> **Entries provided**
+ + +
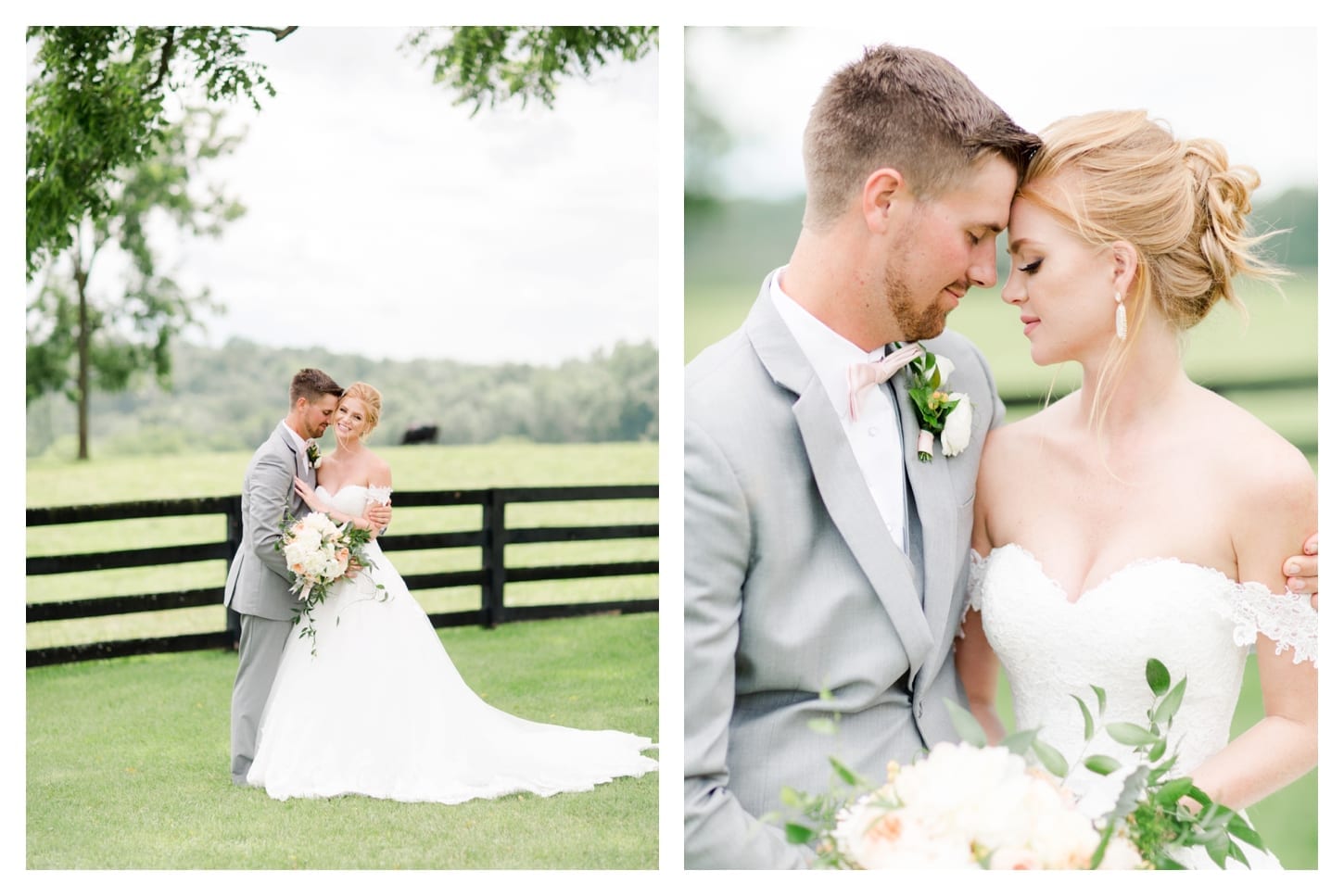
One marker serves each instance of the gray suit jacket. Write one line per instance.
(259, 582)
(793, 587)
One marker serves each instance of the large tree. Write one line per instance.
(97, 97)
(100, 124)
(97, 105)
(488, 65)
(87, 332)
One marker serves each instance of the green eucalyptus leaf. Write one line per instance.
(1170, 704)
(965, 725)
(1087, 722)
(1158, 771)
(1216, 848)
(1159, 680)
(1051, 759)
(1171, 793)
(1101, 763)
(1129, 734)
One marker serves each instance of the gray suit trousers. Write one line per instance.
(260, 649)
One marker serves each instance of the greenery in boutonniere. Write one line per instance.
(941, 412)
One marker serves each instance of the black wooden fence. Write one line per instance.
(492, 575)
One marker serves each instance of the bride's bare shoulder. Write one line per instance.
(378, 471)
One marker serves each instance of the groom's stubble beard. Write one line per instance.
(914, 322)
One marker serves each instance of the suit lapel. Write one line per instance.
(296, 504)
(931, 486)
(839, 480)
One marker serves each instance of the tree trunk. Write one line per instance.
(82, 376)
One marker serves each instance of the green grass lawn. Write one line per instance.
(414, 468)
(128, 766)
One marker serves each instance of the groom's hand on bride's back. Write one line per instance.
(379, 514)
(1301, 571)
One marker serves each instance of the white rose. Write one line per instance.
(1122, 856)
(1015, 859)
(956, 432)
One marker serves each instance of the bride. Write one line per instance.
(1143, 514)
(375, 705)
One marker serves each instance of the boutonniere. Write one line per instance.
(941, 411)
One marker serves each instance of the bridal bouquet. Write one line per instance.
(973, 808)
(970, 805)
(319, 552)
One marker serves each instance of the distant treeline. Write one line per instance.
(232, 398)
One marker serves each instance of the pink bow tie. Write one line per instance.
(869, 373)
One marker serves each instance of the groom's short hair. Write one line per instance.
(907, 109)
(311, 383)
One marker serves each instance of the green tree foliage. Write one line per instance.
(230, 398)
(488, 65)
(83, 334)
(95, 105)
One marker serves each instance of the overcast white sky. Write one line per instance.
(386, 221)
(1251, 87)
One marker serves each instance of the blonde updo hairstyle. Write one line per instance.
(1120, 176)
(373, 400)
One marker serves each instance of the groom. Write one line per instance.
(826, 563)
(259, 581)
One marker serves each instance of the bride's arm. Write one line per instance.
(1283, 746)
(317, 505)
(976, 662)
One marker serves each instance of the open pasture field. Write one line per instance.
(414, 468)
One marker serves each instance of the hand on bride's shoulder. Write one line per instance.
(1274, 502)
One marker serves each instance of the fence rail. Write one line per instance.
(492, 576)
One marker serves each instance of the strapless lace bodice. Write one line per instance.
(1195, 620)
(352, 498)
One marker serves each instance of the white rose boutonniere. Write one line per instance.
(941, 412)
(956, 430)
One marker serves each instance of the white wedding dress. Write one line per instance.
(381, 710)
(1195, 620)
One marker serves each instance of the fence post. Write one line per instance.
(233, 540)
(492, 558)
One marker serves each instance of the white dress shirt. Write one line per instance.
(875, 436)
+ + +
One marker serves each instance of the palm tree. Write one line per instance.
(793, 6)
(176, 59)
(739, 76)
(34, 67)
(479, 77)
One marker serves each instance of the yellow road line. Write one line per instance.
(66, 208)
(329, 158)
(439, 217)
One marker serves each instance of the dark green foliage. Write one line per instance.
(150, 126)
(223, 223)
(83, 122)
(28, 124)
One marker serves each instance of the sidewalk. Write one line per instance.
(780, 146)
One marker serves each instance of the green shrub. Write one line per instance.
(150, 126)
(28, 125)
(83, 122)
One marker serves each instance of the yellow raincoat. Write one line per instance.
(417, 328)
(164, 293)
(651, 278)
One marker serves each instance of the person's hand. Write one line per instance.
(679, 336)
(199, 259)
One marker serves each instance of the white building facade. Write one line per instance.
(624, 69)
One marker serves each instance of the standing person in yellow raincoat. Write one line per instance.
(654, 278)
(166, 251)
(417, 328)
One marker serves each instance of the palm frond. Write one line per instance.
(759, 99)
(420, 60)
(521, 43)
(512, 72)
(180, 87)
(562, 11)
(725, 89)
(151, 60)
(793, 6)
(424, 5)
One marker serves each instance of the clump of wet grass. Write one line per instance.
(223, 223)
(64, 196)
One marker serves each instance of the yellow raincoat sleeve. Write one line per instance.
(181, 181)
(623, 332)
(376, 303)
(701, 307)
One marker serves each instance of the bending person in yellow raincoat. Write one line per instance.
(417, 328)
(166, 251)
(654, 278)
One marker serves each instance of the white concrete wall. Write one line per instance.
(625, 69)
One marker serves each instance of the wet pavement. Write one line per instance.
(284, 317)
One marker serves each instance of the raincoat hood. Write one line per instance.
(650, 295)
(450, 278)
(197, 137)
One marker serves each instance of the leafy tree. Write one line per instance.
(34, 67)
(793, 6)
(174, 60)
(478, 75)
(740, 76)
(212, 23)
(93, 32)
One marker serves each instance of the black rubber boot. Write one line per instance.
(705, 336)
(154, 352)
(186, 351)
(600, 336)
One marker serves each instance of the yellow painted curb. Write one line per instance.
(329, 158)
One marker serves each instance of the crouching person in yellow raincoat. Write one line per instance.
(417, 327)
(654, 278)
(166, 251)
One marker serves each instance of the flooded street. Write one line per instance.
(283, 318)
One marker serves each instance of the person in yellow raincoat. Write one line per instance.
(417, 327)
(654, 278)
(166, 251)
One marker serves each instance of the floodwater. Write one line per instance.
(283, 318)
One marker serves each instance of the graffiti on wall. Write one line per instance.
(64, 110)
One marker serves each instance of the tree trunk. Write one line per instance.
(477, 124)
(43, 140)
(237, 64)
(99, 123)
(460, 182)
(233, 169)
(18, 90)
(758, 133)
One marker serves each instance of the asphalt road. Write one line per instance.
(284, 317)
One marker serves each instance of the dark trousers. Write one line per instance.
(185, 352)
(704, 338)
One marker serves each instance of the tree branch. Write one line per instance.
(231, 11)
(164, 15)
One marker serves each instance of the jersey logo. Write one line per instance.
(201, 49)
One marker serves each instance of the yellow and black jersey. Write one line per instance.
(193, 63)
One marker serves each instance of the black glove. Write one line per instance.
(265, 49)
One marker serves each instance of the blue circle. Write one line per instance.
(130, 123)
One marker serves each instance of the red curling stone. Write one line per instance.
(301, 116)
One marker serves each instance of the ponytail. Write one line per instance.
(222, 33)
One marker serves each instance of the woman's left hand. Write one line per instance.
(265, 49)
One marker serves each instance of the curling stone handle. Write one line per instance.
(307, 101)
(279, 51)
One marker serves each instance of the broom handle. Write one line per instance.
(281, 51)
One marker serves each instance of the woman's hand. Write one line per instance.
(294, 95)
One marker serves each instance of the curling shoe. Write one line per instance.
+ + +
> **Goal**
Copy the items between the line holding "One marker serves each instance of the gray suit jacket." and the line holding "(1301, 571)", inclusive, reproducing each line verbatim.

> **Written answer**
One marker serves each instance of the gray suit jacket. Write one line per instance.
(259, 582)
(793, 587)
One marker serves each instance of the large tree. Write one line per instance.
(97, 97)
(100, 124)
(97, 105)
(488, 65)
(87, 332)
One marker serves each instance of the green eucalyptus leaf. Write one line per instance.
(1170, 704)
(965, 725)
(1087, 722)
(1158, 771)
(1216, 848)
(1159, 680)
(1051, 759)
(1171, 793)
(1101, 763)
(1129, 734)
One marker serves each instance of the gray suit trousers. Write one line per instance.
(260, 649)
One marker serves each instance of the greenery in boutonniere. Write one line per instance.
(941, 412)
One marker serves each instance of the black wooden fence. Write one line per instance.
(492, 575)
One marker serves each instance of the bride's bare shoulder. Write one line per instance.
(378, 471)
One marker serves each instance of the groom's stubble beard. Write one line per instance.
(914, 322)
One marker serves each instance of the suit lapel. Write one line per instance.
(296, 504)
(931, 486)
(839, 480)
One marker serves each instance of the tree trunk. Write one line per instance.
(82, 376)
One marker serves each instance of the green grass lawn. Write one line per instance.
(414, 468)
(128, 766)
One marker serves each instance of the groom's hand on bride's back. Write one line per instance.
(379, 514)
(1301, 571)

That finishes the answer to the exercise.